Identify each line in the items below that contains the word "white", and copy those lines in full.

======== Data in this exercise ========

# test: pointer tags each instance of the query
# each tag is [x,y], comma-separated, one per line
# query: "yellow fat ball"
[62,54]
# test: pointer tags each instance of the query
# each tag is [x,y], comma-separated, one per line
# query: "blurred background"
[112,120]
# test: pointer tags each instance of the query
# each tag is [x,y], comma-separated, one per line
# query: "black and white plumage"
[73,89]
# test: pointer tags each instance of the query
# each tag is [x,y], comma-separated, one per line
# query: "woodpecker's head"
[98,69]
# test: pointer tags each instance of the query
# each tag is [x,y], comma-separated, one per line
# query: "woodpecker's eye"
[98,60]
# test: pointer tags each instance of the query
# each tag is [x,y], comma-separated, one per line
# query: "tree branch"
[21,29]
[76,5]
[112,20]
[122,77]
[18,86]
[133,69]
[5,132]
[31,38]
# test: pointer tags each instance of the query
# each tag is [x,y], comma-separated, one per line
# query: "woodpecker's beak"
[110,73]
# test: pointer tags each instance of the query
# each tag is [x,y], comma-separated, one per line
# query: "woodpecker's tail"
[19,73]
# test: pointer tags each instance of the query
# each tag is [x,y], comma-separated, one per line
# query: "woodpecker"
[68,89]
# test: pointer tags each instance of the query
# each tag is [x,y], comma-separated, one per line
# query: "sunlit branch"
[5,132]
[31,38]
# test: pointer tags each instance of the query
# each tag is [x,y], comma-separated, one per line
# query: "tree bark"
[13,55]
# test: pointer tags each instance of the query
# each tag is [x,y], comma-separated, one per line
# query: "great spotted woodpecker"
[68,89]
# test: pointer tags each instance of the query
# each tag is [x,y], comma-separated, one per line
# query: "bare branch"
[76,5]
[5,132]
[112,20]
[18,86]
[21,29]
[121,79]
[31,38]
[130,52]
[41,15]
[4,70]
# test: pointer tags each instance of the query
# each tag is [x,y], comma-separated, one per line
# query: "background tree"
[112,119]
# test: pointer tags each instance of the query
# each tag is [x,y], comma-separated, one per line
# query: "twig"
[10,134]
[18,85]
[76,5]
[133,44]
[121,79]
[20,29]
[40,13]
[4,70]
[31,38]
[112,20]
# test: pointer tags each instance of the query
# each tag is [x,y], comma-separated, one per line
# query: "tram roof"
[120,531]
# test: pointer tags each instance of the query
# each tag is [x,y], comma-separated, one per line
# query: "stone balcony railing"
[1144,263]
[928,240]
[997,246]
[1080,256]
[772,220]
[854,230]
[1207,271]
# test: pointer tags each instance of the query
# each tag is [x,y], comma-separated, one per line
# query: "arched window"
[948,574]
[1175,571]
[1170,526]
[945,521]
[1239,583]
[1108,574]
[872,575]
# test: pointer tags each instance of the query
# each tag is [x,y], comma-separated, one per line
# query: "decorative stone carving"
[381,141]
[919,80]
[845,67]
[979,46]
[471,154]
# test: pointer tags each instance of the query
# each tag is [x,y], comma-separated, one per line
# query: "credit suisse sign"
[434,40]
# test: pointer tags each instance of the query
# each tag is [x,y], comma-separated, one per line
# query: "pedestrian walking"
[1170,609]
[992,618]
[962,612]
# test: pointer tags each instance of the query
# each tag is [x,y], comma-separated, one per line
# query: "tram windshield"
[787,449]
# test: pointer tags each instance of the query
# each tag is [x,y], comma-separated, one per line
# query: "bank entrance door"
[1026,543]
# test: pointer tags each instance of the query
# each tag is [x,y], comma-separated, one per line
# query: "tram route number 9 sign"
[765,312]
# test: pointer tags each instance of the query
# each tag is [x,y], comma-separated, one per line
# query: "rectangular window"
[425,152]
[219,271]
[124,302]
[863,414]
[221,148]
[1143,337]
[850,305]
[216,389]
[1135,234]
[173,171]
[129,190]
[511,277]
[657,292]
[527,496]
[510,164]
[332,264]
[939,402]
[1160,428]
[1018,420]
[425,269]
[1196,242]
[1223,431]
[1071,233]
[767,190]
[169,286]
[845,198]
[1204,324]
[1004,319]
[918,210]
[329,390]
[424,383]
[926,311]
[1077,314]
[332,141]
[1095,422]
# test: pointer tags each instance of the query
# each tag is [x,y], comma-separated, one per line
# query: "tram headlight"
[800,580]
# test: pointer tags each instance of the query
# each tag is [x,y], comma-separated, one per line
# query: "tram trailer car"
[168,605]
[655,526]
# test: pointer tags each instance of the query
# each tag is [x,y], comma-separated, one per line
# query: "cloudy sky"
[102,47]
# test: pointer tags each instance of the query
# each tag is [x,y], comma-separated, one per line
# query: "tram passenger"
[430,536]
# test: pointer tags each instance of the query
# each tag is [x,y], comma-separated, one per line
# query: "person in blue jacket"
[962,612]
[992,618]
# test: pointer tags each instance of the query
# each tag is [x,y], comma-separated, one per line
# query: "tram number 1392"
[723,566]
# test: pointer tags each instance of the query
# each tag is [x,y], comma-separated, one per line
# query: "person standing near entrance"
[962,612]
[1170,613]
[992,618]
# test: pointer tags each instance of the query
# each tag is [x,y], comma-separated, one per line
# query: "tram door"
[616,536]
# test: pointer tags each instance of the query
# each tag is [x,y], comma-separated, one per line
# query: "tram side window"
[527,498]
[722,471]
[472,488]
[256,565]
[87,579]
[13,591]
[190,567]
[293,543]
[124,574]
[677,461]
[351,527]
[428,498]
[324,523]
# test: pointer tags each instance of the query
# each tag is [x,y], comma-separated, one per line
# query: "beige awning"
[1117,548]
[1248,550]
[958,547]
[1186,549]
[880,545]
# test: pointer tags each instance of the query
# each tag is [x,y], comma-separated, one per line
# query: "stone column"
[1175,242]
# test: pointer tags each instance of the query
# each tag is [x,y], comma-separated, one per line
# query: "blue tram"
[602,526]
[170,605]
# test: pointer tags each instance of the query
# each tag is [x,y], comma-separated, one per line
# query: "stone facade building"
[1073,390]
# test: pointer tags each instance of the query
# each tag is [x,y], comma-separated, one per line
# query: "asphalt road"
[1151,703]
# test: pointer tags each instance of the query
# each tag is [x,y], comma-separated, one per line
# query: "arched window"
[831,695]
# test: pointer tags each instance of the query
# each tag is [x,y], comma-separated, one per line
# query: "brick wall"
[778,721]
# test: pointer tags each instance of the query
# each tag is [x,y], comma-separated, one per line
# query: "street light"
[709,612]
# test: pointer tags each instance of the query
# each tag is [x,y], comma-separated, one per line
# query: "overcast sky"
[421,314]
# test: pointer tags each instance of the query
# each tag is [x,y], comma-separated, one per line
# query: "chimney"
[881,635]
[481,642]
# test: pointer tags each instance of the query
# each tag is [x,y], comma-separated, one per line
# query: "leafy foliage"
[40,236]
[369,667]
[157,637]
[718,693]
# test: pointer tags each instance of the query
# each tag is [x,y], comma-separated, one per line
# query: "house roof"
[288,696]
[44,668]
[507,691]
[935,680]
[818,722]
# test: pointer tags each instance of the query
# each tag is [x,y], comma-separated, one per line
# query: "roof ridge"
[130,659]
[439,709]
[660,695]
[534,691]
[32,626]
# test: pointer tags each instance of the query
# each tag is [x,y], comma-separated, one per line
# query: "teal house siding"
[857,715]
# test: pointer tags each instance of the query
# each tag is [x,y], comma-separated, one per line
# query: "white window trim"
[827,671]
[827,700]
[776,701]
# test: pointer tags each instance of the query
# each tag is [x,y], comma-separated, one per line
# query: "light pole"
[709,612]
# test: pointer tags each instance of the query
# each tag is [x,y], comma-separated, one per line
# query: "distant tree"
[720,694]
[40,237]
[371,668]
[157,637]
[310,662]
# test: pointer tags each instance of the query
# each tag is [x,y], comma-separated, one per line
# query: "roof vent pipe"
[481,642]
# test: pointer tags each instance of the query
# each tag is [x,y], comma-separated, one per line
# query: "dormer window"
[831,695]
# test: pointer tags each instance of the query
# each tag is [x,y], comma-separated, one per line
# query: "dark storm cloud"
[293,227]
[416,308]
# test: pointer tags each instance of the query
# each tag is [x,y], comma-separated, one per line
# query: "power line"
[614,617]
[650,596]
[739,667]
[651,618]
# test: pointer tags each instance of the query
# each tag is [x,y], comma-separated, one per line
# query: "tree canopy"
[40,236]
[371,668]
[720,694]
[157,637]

========

→ Full response
# query: "black and white plumage"
# query: "white window trim"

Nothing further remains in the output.